▸ DATASET EXCERPTS
--- START ---
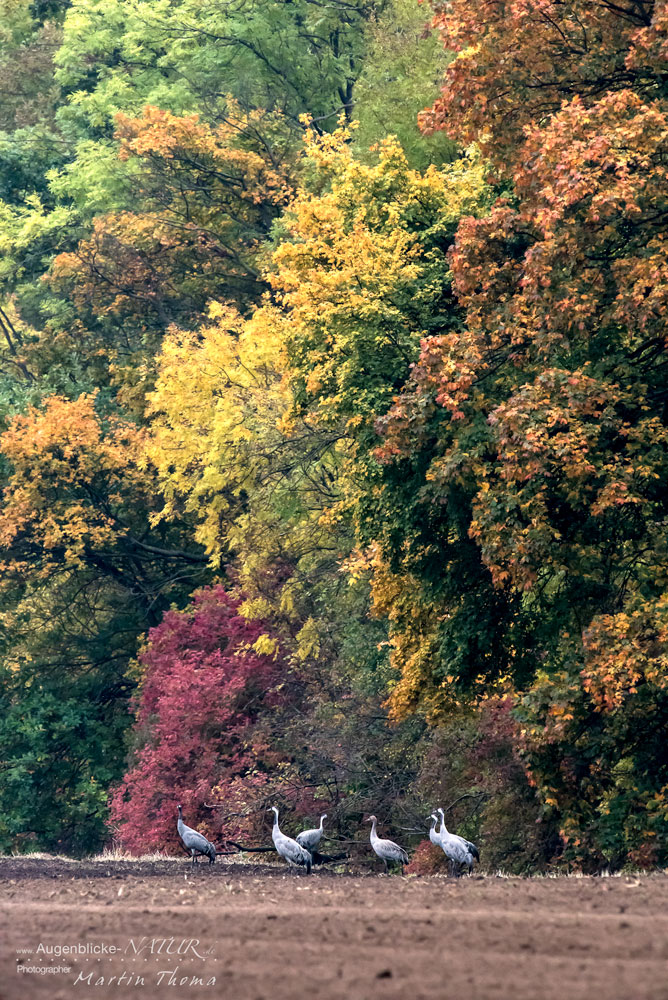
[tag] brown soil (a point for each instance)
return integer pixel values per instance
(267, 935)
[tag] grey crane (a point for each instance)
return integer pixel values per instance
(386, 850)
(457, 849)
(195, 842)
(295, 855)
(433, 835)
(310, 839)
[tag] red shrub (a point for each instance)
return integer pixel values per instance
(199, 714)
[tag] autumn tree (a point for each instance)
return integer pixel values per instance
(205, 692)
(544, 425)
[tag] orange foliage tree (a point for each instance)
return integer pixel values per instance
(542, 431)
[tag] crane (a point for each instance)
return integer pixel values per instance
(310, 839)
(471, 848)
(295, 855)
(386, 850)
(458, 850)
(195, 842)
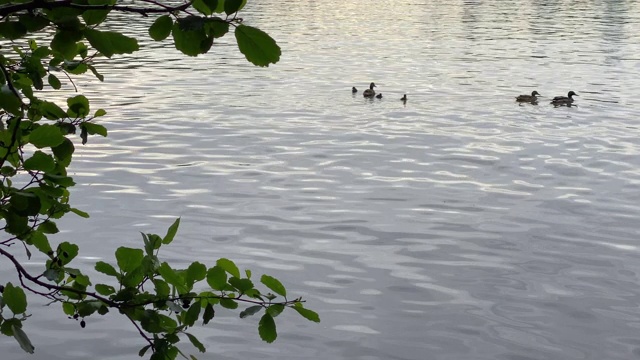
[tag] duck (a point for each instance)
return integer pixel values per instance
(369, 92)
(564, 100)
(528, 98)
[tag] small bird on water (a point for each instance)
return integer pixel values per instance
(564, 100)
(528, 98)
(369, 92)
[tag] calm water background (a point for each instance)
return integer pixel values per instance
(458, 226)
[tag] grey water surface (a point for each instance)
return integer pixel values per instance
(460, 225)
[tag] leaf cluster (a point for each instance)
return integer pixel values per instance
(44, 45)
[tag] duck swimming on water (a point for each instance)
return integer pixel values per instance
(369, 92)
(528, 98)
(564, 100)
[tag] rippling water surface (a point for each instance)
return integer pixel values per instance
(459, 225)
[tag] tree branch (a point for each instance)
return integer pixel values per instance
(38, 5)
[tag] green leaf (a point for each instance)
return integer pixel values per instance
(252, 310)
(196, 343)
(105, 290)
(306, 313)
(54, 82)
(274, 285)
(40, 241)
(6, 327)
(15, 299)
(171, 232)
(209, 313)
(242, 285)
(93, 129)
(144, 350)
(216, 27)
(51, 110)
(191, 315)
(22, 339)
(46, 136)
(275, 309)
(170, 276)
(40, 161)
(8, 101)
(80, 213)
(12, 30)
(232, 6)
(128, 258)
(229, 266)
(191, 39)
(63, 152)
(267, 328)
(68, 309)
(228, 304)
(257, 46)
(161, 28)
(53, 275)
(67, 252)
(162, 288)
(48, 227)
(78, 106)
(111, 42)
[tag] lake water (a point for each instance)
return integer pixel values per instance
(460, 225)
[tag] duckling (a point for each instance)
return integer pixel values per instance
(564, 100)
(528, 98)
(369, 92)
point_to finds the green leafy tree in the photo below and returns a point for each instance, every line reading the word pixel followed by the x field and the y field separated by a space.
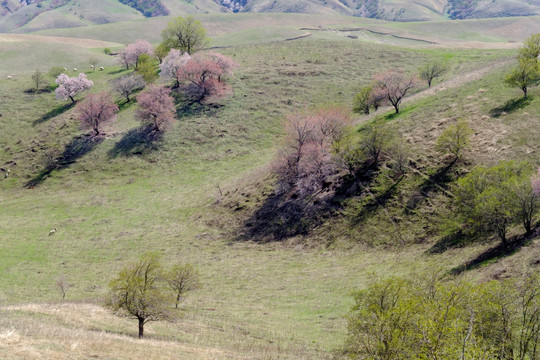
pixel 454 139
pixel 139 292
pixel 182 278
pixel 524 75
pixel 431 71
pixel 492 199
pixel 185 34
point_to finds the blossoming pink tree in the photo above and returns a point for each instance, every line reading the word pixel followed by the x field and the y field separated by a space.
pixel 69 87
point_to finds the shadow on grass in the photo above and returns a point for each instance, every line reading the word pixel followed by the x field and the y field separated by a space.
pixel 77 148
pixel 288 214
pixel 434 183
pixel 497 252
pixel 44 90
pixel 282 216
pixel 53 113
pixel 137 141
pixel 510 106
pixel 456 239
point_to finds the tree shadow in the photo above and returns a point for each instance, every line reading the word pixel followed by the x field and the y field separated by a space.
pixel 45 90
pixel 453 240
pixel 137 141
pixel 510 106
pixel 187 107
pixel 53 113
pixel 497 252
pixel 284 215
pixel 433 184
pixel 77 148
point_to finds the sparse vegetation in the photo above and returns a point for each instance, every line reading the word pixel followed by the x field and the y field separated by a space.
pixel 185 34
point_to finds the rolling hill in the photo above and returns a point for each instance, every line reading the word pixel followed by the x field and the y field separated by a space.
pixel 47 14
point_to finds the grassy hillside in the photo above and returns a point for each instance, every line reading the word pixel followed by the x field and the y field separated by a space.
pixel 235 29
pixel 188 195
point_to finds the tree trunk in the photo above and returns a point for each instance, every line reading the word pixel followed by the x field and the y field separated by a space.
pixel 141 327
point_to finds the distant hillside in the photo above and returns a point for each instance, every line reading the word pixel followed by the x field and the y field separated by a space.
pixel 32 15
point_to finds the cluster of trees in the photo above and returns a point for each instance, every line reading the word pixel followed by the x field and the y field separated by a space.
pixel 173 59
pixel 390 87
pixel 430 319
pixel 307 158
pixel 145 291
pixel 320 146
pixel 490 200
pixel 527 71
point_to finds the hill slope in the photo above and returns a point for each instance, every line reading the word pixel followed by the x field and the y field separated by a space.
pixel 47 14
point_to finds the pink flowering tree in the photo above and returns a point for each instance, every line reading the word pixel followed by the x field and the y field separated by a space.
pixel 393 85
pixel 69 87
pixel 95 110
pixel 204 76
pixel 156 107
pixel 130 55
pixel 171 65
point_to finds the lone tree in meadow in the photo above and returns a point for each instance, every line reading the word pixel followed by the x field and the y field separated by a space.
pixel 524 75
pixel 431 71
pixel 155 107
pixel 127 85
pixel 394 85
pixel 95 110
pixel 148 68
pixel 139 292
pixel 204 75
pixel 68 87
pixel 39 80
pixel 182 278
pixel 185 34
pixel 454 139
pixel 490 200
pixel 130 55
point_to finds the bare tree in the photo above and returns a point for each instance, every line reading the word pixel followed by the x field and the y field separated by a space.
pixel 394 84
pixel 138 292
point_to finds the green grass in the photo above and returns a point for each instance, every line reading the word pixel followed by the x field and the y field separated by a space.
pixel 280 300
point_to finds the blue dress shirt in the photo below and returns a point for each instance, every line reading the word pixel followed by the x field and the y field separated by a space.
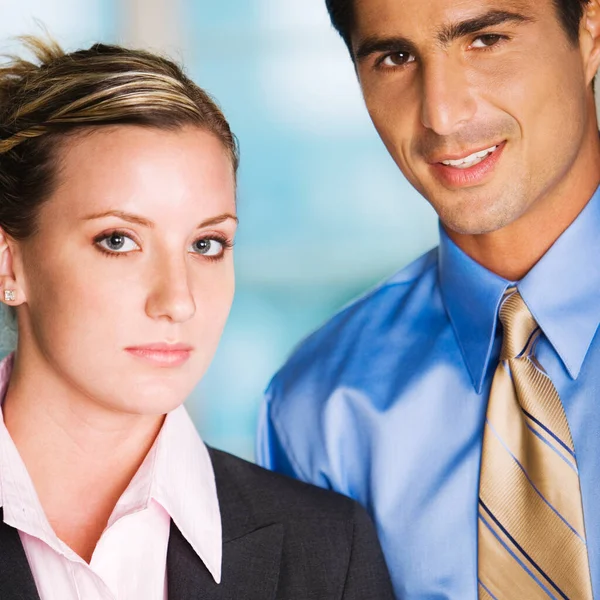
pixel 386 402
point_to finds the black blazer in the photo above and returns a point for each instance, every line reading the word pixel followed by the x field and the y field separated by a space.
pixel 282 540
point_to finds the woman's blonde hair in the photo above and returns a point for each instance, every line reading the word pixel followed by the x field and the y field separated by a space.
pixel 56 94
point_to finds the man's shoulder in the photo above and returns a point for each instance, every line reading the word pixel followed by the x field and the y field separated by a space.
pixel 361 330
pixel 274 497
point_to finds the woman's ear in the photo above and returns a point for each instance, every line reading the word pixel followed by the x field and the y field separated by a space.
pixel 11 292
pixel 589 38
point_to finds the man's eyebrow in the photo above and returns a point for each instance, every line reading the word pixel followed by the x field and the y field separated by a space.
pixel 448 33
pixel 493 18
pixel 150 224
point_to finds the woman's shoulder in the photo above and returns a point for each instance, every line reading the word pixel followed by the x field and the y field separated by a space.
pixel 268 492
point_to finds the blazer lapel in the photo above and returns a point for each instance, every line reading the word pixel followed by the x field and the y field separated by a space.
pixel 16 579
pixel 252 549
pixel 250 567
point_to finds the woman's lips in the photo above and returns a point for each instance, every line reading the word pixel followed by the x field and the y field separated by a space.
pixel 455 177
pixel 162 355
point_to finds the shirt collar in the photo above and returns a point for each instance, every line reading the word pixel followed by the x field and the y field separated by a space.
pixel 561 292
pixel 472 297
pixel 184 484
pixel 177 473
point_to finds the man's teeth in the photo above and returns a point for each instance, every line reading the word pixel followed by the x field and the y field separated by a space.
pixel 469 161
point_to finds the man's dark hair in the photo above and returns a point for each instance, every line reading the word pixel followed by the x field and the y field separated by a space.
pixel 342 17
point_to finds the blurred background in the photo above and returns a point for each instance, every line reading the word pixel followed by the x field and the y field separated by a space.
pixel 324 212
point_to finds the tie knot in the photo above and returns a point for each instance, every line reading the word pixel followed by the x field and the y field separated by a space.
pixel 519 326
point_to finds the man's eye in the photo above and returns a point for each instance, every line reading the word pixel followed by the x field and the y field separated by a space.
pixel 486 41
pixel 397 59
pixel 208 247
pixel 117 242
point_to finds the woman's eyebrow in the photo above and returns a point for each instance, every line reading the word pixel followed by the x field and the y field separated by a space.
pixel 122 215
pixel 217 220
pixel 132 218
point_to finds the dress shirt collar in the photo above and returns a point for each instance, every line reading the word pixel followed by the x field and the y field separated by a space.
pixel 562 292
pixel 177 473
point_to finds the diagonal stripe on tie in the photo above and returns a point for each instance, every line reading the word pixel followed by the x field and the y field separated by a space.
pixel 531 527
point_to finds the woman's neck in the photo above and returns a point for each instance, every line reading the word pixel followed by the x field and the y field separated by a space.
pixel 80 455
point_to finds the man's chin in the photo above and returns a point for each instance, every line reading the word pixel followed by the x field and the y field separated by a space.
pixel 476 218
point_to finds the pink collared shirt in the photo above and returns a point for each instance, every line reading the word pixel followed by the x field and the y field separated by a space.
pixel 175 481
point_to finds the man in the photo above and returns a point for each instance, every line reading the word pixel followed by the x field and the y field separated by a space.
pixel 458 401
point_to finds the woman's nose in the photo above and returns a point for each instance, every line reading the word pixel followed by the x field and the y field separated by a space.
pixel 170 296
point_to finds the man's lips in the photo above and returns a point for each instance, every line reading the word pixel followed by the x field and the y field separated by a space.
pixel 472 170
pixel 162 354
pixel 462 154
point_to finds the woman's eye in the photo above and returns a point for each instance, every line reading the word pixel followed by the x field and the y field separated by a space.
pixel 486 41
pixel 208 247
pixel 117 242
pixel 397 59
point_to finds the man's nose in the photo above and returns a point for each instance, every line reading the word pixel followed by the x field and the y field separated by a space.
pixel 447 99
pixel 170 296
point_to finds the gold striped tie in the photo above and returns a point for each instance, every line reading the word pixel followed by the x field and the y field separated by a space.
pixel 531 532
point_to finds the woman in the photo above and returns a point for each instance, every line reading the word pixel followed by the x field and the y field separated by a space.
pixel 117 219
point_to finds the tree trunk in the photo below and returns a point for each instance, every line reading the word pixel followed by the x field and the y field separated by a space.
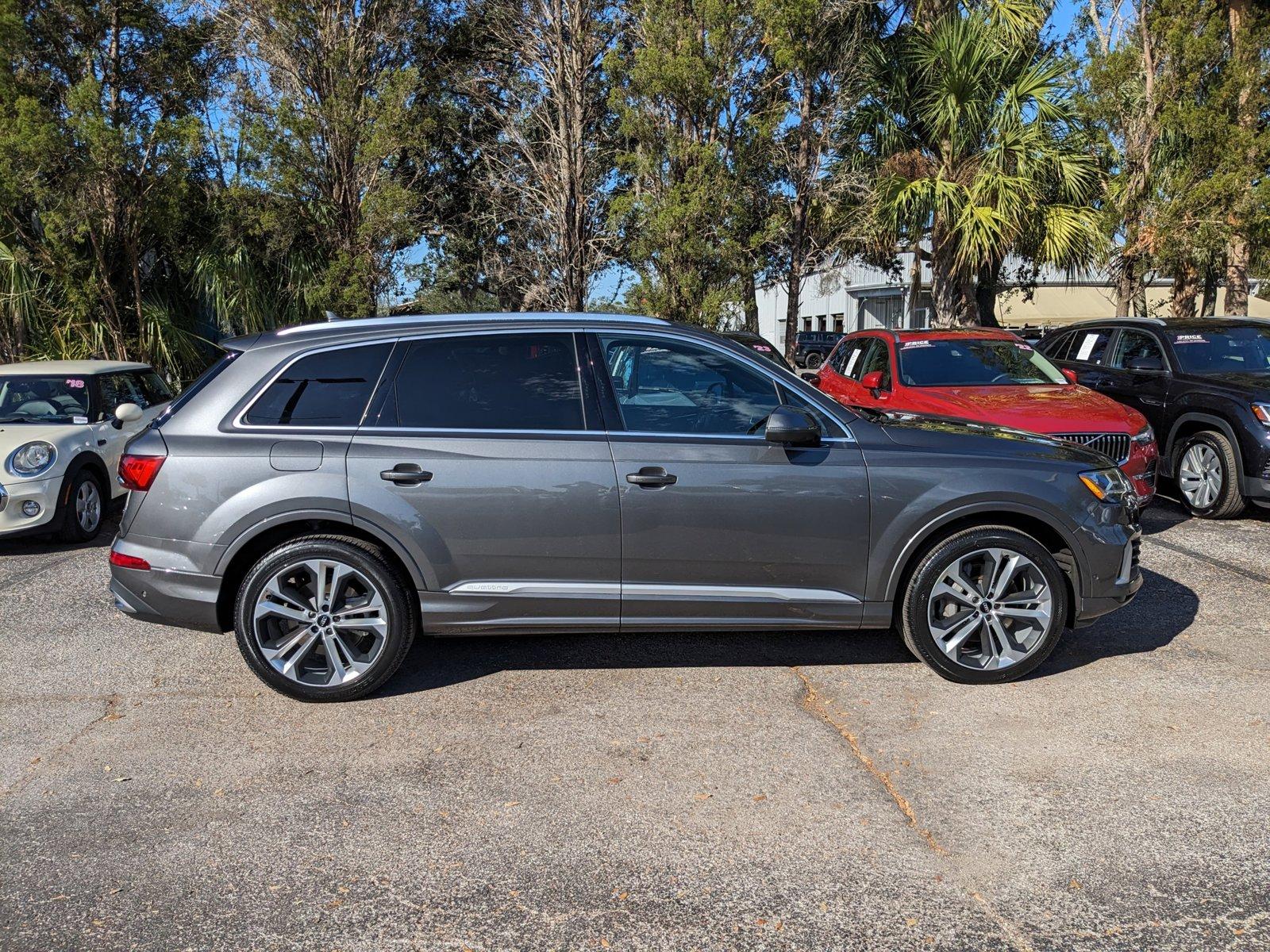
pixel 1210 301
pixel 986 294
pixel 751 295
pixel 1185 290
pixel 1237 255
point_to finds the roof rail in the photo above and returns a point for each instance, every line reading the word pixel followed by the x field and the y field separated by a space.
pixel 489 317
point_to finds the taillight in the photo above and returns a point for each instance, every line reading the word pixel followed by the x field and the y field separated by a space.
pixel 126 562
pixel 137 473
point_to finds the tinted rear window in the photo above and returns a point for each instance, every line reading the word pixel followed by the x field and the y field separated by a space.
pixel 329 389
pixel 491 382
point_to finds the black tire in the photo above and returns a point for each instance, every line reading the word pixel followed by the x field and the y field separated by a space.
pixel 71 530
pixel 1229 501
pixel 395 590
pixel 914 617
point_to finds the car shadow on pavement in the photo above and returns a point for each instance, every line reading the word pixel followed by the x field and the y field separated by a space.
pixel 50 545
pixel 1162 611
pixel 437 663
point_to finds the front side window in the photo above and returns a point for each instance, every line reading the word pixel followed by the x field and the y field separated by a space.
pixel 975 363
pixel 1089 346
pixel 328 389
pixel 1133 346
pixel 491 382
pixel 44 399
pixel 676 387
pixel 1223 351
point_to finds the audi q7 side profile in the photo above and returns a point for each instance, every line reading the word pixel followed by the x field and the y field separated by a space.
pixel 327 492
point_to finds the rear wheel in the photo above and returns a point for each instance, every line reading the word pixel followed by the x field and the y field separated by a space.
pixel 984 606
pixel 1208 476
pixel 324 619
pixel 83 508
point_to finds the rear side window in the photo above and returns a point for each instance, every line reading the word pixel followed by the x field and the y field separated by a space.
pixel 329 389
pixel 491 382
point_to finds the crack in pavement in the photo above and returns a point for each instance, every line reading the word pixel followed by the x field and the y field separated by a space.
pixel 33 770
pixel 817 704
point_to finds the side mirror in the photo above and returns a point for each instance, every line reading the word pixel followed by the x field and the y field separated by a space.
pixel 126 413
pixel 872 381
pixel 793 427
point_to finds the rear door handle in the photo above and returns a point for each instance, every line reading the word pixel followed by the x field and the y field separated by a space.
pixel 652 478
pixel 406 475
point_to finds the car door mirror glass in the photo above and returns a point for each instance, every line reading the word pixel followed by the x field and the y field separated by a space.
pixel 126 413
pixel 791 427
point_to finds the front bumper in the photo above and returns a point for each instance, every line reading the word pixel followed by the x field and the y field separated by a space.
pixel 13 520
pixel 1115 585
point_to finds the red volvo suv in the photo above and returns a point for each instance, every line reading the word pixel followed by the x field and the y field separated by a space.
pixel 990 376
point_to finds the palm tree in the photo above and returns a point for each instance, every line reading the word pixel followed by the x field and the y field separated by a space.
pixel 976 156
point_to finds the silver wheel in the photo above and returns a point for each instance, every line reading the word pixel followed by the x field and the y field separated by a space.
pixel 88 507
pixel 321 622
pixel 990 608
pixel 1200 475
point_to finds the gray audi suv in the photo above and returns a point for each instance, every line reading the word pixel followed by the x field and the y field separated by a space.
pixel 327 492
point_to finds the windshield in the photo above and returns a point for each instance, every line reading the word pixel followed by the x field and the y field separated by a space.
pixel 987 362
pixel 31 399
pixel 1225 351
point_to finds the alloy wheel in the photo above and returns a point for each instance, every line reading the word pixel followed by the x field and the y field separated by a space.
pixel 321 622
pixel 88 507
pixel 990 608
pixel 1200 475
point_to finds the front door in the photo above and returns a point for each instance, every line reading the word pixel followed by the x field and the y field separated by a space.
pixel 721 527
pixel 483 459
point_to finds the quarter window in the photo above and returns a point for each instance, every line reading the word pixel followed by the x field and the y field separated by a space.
--- END ---
▸ EXERCISE REQUIREMENTS
Copy out, character for character, the lines of the entries above from the line containing "point_to finds the rear wheel" through the line containing "pixel 990 376", including both of those lines.

▸ CORRECT RESULT
point_to finds the rear wheel in the photo above and returns a point for each instance, every line reading the word pixel followed by the x field and the y field separated by a space.
pixel 984 606
pixel 1208 476
pixel 324 619
pixel 83 508
point_to finds the rear side window in the photo above and returns a point for each instance, every line reading the word pixel followed by the x field and the y field separated by a space.
pixel 329 389
pixel 491 382
point_to finds the crack in pavement in the photo above and returns a point for each instance, every line reading the word pixel followed by the x field and the y field separated by a space.
pixel 33 770
pixel 817 704
point_to finds the side mirror in the photo above and returns a point for each instance, every line reading the word pixel followed by the x field and the y field separated by a space.
pixel 126 413
pixel 872 381
pixel 793 427
point_to finds the rear door handle in the photo above and returns a point for each instance, every line reading the word pixel followed by the x field and the y field separated by a space.
pixel 652 478
pixel 406 475
point_to finds the car door mirror glass in the photo above and returns a point for each instance, every line reading the word pixel followed by the x field and the y field separated by a space.
pixel 126 413
pixel 791 427
point_to finds the front bumper in the photo above and returns a point for each instance, every line reading the word pixel followed by the x field and the y field separated by a space.
pixel 13 520
pixel 1115 585
point_to finds the red volvo suv in the photo above and returns a point for each instance, every line reading the word pixel followed by the x field and the y field separated by a space.
pixel 990 376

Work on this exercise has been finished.